OBJECTIVES >>
(a) Please copy the records word for word, line by line, without changing anything.
(b) Continue the mailing-list message on odd perfect numbers from the point where it stops.

I have been studying odd perfect numbers, and I have noticed that there
cannot be an odd perfect number below 45047 (no, I didn't try them all).
Then I proved that there must be at least nine factors by some very limited
trial and error (only about 10 cases were necessary). It seems quite likely
that if there is an odd perfect number, then it will have a number of
factors that comes close to what I call a triangular choose, meaning, for
example, 4C1+4C2+4C3+4C4 for 4. It would probably be slightly less. If it
helps.
SJRS
----- Original Message -----
From: Pa'l La'ng <[EMAIL PROTECTED]>
To: Fred W. Helenius <[EMAIL PROTECTED]>; <[EMAIL PROTECTED]>
Sent: Sunday, May 14, 2000 6:23 AM
Subject: Re: Mersenne: To crazy to be true, but it is....
> "Fred W. Helenius" wrote:
>
> > No, this only works one way: Given a perfect number, the sum of the
> > reciprocals
> > of its divisors (excluding 1) is 1. It doesn't work the other way
around;
>
> 1) Really, I cocentrated only to the words" weird"and " off topic" and
> unforgiveably I
> was unexact. The word "general" must have been replaced by the word
"special".
> I apologize.
>
> > 1/2 + 1/4 + 1/6 + 1/12 = 1, but the LCM, 12, isn't perfect.
>
> 2) This is not counter-example, because multiplied by 2 we receive
>
> 1 + 1/2 +1/3+1/6 = 2 and 1/2 +1/3 +1/6 = 1 (This is the
> base-equation, the LCM is perfect,
> as the number "6" , too. This procedure could be repeated by any other
perfect
> number)

SUPPLIED MATERIAL >>
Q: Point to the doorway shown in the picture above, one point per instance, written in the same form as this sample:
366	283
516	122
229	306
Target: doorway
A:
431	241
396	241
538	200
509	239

OUTPUTS IN ORDER >>
(a)
Q: Point to the doorway shown in the picture above, one point per instance, written in the same form as this sample:
366	283
516	122
229	306
Target: doorway
A:
431	241
396	241
538	200
509	239

(b)
> >
> >
> > > 3) So the existance (or non-existance) of producing the unity
as the sum
> > >of a finite number of reciprocals of odd numbers is equivalent with the
> > >existance (or non-existance)
> > >of odd perfect numbers.
>
> 3) To the word "special". The unity as a sum of odd reciprocals has the
> following
> special necessery and sufficient conditions to be equivalent of the
existance or
> non-existance
> of odd perfect numbers ( according to Euler):
> 31) The number of the summands must be odd
> 32) The reciprocals must be either those of squares, or those
of
> such other
> prime-powers being not the divisors of any square(the exponents of this
prime
> should be
> continued from the number "1" to an odd one).
>
> > 1/3 + 1/5 + 1/7 + 1/9 + 1/15 + 1/21 + 1/27 + 1/35 + 1/63 + 1/105 + 1/135
= 1,
> > but you can't get an odd perfect number out of it.
>
> Among these denominators you find no squares, so I really can't get a
perfect
> number from this sum.
> And to find one fulfilling Euler's conditions -- , it is not easy at all.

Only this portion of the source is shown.